[Data items]

◇ ◇ ◇ ◇ ◇ ◇ ◇

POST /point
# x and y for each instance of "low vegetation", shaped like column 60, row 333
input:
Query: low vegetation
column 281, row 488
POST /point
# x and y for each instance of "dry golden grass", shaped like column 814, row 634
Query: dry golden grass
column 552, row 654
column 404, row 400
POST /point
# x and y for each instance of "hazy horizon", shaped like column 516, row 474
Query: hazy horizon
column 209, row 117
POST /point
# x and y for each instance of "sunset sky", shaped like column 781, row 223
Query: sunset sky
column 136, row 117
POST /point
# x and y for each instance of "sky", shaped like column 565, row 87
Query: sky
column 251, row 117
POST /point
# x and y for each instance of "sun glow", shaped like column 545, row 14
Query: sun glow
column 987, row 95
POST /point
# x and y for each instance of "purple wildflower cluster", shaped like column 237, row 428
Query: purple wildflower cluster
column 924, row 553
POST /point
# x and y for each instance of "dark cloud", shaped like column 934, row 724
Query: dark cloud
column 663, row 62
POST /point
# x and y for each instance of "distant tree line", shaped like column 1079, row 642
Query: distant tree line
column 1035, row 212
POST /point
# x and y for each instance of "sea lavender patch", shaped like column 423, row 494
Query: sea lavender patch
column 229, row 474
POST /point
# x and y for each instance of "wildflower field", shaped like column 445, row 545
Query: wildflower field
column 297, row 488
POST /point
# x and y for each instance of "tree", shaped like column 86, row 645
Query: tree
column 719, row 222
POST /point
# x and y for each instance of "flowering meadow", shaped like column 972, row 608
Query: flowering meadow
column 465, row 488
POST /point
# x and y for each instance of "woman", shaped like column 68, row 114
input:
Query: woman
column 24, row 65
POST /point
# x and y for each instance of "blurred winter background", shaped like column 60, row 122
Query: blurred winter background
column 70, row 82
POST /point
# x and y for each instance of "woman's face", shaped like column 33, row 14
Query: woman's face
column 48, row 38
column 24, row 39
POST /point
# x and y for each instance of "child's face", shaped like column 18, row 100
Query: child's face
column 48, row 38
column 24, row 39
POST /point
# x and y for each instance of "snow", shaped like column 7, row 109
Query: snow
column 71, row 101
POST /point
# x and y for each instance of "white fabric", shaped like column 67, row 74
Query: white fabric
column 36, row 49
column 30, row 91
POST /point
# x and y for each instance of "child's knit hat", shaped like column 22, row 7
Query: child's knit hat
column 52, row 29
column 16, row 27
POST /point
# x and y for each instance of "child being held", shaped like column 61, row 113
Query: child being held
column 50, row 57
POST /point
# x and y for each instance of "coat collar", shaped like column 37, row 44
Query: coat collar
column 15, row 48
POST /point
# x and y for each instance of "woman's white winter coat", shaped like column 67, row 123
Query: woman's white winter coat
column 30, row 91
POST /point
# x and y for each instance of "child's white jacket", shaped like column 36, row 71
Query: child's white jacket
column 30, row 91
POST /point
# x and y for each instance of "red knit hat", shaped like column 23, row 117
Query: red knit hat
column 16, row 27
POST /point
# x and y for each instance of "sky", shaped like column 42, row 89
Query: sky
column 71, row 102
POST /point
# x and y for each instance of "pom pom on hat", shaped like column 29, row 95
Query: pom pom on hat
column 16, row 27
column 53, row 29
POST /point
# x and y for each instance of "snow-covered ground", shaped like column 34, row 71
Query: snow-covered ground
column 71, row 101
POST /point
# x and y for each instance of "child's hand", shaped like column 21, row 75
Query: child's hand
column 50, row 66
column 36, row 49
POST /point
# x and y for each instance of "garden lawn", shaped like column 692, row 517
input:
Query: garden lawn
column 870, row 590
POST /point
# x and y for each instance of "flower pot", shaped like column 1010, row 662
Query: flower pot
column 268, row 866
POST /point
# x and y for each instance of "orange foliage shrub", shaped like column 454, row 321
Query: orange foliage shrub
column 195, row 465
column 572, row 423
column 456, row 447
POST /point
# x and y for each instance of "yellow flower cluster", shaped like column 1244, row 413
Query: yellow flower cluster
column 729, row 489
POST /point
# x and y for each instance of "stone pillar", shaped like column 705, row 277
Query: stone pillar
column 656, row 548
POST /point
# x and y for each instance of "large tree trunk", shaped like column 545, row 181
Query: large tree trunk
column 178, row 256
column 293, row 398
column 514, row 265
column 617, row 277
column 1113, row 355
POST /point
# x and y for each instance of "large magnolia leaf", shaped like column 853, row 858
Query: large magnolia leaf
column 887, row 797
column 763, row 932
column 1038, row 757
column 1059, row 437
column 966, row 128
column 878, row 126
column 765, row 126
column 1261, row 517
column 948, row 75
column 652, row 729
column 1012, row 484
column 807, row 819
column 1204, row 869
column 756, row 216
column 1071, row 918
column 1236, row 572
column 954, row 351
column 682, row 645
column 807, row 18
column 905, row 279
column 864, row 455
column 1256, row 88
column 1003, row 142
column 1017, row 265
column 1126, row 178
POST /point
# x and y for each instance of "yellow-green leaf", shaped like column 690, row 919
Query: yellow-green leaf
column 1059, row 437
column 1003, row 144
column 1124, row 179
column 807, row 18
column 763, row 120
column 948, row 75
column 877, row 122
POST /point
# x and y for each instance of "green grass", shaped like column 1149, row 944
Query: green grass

◇ ◇ ◇ ◇ ◇ ◇ ◇

§ **Exercise goal**: Retype the whole listing above exactly.

§ **Task result**:
POST /point
# x and y for each instance of "low vegetation", shaped like column 60, row 333
input:
Query: low vegetation
column 281, row 488
POST /point
# x and y for each instance of "dry golden grass", shaped like column 814, row 634
Query: dry golden grass
column 552, row 654
column 404, row 400
POST /point
# x and y for each instance of "hazy horizon", shaped like column 516, row 474
Query: hazy horizon
column 209, row 117
POST /point
# x and y for each instance of "sunset sky", shaped like column 781, row 223
Query: sunset sky
column 136, row 117
POST /point
# x and y for each instance of "sky", shaped like column 565, row 87
Query: sky
column 251, row 117
POST /point
# x and y for each instance of "sun glow", shaped like column 545, row 14
Query: sun glow
column 987, row 95
POST /point
# x and y for each instance of "purple wildflower cluster", shaped like column 237, row 428
Query: purple wildflower cluster
column 924, row 553
POST /point
# x and y for each instance of "dark cloud", shaped like column 934, row 724
Query: dark cloud
column 663, row 62
POST /point
# x and y for each instance of "distant tree line", shaped like column 1079, row 642
Query: distant tree line
column 1035, row 212
POST /point
# x and y for each instance of "sea lavender patch", shaped like column 423, row 494
Query: sea lavender patch
column 229, row 474
POST /point
# x and y for each instance of "wildflower field", shaped like column 445, row 545
Query: wildflower field
column 297, row 488
POST /point
# x and y for each instance of "tree", shaped like column 86, row 645
Query: tree
column 719, row 222
POST /point
# x and y for each instance of "flowering meadow", shaped like column 972, row 608
Query: flowering meadow
column 465, row 488
POST /point
# x and y for each instance of "woman", shaped like column 68, row 114
input:
Query: woman
column 24, row 65
POST /point
# x and y for each instance of "blurred winter background", shaped like column 60, row 122
Query: blurred winter background
column 70, row 82
POST /point
# x and y for each instance of "woman's face", shaped like column 33, row 14
Query: woman's face
column 48, row 38
column 24, row 39
POST /point
# x and y for each instance of "child's face", shaped like column 18, row 100
Query: child's face
column 48, row 38
column 24, row 39
POST /point
# x and y for each instance of "snow", shaped like column 7, row 109
Query: snow
column 71, row 101
POST /point
# x and y for each instance of "white fabric", shaped like column 67, row 74
Query: white fabric
column 36, row 49
column 30, row 91
POST /point
# x and y for each instance of "child's knit hat", shaped like column 22, row 7
Query: child's knit hat
column 52, row 29
column 16, row 27
POST /point
# x and y for each instance of "child being held", shaped like column 61, row 113
Query: child being held
column 50, row 57
POST /point
# x and y for each instance of "coat collar", shaped like column 37, row 44
Query: coat collar
column 15, row 48
POST /point
# x and y for each instance of "woman's white winter coat", shaped like column 67, row 123
Query: woman's white winter coat
column 30, row 91
POST /point
# x and y for each instance of "child's white jacket", shaped like column 36, row 71
Query: child's white jacket
column 30, row 91
POST /point
# x and y for each instance of "red knit hat", shaped like column 23, row 117
Query: red knit hat
column 16, row 27
POST /point
# x and y for each instance of "sky", shaped like column 42, row 89
Query: sky
column 71, row 102
POST /point
# x and y for each instance of "pom pom on hat", shaped like column 29, row 95
Query: pom pom on hat
column 16, row 27
column 53, row 29
POST /point
# x and y for each instance of "snow-covered ground", shaped like column 34, row 71
Query: snow-covered ground
column 71, row 101
POST /point
# x and y for each instance of "child's hand", shaped like column 21, row 75
Query: child's hand
column 50, row 66
column 36, row 49
POST /point
# x and y for each instance of "garden lawn", shaped like column 692, row 517
input:
Query: garden lawn
column 870, row 590
POST /point
# x and y for each instance of "flower pot", shaped like column 1010, row 662
Query: flower pot
column 268, row 866
POST /point
# x and y for each instance of "orange foliage shrub", shaped like column 454, row 321
Query: orange foliage shrub
column 195, row 465
column 572, row 423
column 456, row 447
POST /point
# x and y for each instance of "yellow flower cluster", shaped like column 1244, row 413
Query: yellow flower cluster
column 729, row 489
POST /point
# x and y for each instance of "stone pillar", shaped like column 705, row 277
Query: stone pillar
column 656, row 548
POST /point
# x and y for each instance of "large tree trunk", shaped like column 545, row 181
Query: large tree trunk
column 178, row 256
column 293, row 398
column 514, row 265
column 617, row 277
column 1113, row 355
POST /point
# x and y for each instance of "large magnolia leaf", shaped like column 853, row 858
Query: large magnolia leaf
column 887, row 797
column 763, row 932
column 1038, row 757
column 1059, row 437
column 966, row 128
column 878, row 126
column 765, row 126
column 1261, row 517
column 948, row 75
column 652, row 729
column 1012, row 484
column 807, row 819
column 1204, row 869
column 756, row 216
column 1071, row 918
column 1236, row 572
column 954, row 351
column 682, row 645
column 807, row 18
column 905, row 279
column 864, row 455
column 1256, row 88
column 1003, row 142
column 1017, row 265
column 1126, row 178
POST /point
# x and y for each instance of "yellow-green leaf", shaped like column 690, row 919
Query: yellow-green leaf
column 1059, row 437
column 1003, row 144
column 1124, row 179
column 807, row 18
column 763, row 120
column 948, row 75
column 877, row 122
POST /point
# x and y for each instance of "green grass", shaped like column 1149, row 944
Query: green grass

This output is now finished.